■ **Work instructions**
**1)** Translate this sentence from the Orioles column into Spanish: "The Orioles can't beat Texas, but they sure can point fingers."
**2)** Duplicate the part of the Orioles column between the words "The Orioles can't" and "past three seasons.", inclusive.

■ **Extracted text**

Erickson and Bonilla spell it out: there is an I in 'team'

April 28, 1996|By Ken Rosenthal

Scott Erickson doesn't like the defense.

Bobby Bonilla doesn't like being a DH.

The Orioles can't beat Texas, but they sure can point fingers.

One for all, all for one, rah, rah, rah.

The defense isn't good enough for Erickson? Fine, let him go back to Minnesota. Back to the Metrodome. Back to Pat Meares at shortstop.

Bonilla can't hit as a DH? Well, he's not the first slugger to experience that problem, but it's not as if he approached this experiment with an open mind.

Pat Riley diagnosed the problem that afflicts not just the Orioles, but professional athletes in all sports.

It's called "the disease of me."

The defense is a big reason Erickson went 9-4 after coming over from the Twins last season. The defense is a big reason the Orioles risked a two-year, $6 million contract on a pitcher with a 5.12 ERA the past three seasons.

So here's Erickson yesterday, crowing, "I could easily be 4-0 if our defense played good." He has a point -- the defense wasn't good in yesterday's 4-2 loss to Texas. But how many times this season will he be rescued by his fielders?

Talk about biting the hand that feeds you -- the entire logic behind Erickson's fat contract is that he's a sinkerball pitcher playing on a grass surface with a strong infield behind him.

Did the hitters rip the pitchers when they were giving up a zillion runs a game during the club's six-game losing streak?

Did anyone rip Erickson when he gave up five straight hits to Kansas City and needed a five-run comeback in the eighth to escape with a no-decision in his first start?

The Orioles have lost eight of their past 10 games, with their only two victories coming against that Triple-A franchise masquerading as the Royals.

They don't need Erickson's self-serving soliloquies, just as they don't need Bonilla forcing his way back to the outfield because he can't adjust to DH.

Orioles manager Davey Johnson said it himself: "It doesn't matter whether you're a DH or not the DH, it shouldn't be a problem with a veteran player when he goes up there to hit."

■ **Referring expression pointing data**
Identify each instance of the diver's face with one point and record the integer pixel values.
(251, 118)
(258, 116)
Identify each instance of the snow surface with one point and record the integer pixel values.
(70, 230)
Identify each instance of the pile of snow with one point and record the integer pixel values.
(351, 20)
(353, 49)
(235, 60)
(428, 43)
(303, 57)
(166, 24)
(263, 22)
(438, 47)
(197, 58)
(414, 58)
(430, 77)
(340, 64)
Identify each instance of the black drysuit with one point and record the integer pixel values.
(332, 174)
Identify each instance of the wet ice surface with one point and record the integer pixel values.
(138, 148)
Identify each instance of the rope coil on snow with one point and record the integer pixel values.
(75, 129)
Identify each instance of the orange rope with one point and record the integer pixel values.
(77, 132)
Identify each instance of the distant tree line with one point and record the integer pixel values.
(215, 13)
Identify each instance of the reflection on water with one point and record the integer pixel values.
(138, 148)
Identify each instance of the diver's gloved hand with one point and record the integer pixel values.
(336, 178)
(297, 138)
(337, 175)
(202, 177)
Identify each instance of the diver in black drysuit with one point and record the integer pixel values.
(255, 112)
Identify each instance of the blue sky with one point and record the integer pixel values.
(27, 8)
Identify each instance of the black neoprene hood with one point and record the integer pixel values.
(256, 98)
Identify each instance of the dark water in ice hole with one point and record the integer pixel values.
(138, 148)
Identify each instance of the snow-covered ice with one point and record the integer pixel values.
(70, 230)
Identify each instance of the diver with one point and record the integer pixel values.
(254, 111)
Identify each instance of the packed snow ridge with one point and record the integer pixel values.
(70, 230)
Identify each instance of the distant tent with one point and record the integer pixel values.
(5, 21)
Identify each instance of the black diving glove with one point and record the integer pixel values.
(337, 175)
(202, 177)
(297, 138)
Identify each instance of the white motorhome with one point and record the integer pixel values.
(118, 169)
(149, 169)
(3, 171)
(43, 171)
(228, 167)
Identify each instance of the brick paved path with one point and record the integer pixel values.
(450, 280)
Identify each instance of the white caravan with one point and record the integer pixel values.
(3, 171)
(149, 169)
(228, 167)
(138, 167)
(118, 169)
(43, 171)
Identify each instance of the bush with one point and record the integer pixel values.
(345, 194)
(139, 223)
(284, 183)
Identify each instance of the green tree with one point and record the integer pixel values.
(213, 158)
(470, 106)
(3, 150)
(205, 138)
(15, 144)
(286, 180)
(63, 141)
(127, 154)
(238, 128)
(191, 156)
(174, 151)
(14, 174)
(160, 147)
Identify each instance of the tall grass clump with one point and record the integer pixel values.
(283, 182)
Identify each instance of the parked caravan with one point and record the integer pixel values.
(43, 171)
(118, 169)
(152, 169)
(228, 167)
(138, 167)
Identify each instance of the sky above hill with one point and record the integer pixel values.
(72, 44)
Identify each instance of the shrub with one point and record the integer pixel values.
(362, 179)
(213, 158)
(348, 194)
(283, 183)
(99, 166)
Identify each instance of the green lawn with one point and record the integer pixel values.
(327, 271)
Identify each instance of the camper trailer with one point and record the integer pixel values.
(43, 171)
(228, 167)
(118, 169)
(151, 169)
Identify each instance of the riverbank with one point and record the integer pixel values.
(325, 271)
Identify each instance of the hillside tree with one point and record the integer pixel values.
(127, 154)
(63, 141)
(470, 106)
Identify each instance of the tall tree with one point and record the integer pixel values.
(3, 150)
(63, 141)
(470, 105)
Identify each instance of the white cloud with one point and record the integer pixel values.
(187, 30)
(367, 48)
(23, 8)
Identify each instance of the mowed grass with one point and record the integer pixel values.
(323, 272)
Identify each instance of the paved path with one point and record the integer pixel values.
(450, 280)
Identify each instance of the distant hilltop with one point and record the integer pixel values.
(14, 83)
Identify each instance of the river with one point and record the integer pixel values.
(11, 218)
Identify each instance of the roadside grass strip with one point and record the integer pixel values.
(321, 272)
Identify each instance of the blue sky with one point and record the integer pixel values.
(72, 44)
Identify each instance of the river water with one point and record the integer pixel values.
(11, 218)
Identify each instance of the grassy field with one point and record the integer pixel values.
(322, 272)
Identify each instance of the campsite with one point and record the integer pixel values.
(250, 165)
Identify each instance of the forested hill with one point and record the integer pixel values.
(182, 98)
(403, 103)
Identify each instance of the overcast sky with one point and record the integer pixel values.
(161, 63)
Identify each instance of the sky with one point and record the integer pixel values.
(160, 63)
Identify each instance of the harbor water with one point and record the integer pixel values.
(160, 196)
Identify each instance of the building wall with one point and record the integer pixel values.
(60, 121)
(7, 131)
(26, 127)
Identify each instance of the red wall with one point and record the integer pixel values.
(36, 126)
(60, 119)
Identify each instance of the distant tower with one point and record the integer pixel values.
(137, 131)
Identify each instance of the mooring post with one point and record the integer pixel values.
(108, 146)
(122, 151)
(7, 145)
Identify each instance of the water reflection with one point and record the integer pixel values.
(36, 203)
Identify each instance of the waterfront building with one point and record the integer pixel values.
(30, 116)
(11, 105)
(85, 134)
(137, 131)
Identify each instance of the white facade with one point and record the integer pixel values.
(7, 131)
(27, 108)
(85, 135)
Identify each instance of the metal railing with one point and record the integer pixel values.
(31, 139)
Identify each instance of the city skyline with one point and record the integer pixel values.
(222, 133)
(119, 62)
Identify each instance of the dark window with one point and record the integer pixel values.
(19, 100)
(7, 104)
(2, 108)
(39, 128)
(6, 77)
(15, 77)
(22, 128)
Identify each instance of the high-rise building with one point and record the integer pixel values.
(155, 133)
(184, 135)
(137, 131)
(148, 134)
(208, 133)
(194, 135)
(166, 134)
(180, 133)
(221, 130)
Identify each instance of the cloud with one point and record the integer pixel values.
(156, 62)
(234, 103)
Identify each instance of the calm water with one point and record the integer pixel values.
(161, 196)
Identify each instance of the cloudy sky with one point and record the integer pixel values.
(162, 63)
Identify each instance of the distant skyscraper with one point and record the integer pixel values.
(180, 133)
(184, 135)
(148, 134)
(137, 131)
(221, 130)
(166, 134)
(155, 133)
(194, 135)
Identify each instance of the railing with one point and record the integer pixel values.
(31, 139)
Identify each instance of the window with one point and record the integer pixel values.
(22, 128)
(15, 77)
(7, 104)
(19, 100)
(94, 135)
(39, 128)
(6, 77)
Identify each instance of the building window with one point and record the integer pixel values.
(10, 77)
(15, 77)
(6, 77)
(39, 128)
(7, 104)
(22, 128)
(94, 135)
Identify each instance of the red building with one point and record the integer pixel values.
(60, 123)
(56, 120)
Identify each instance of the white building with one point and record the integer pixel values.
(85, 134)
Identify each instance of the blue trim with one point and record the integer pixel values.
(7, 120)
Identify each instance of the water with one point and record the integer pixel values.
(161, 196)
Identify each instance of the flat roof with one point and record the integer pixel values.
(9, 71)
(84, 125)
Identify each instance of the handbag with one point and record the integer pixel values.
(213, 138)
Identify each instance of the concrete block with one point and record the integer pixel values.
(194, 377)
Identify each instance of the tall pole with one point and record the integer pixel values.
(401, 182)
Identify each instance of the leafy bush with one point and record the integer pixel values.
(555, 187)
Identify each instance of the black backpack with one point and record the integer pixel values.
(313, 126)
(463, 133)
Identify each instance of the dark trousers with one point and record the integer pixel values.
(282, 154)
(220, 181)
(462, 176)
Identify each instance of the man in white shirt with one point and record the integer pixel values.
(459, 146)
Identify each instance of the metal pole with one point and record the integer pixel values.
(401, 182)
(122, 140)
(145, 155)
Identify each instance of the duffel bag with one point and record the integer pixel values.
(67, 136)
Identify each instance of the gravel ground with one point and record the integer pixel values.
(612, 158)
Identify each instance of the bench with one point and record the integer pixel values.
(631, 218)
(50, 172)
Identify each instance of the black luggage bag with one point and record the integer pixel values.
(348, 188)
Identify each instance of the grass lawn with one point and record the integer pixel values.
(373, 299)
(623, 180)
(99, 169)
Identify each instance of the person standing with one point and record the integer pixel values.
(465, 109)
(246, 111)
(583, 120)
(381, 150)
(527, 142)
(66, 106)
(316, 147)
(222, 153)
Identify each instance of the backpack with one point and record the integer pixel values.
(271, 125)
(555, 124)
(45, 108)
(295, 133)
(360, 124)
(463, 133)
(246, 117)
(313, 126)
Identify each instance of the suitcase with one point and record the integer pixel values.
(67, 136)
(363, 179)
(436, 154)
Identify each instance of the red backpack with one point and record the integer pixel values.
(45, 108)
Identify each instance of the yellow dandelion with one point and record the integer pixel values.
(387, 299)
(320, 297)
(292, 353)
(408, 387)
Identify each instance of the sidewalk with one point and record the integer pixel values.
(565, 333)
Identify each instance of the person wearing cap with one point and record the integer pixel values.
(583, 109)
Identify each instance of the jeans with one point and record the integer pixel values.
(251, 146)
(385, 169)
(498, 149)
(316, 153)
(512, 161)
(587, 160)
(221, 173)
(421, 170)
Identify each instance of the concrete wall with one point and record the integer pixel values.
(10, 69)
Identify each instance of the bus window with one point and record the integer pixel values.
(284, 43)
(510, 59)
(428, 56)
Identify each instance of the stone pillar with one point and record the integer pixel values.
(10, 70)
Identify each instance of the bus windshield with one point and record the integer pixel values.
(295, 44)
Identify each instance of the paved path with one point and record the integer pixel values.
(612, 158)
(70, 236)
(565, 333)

■ **Answers per task**
**1)** Los Orioles no pueden vencer a Texas, pero vaya que saben señalar culpables.

**2)**
The Orioles can't beat Texas, but they sure can point fingers.

One for all, all for one, rah, rah, rah.

The defense isn't good enough for Erickson? Fine, let him go back to Minnesota. Back to the Metrodome. Back to Pat Meares at shortstop.

Bonilla can't hit as a DH? Well, he's not the first slugger to experience that problem, but it's not as if he approached this experiment with an open mind.

Pat Riley diagnosed the problem that afflicts not just the Orioles, but professional athletes in all sports.

It's called "the disease of me."

The defense is a big reason Erickson went 9-4 after coming over from the Twins last season. The defense is a big reason the Orioles risked a two-year, $6 million contract on a pitcher with a 5.12 ERA the past three seasons.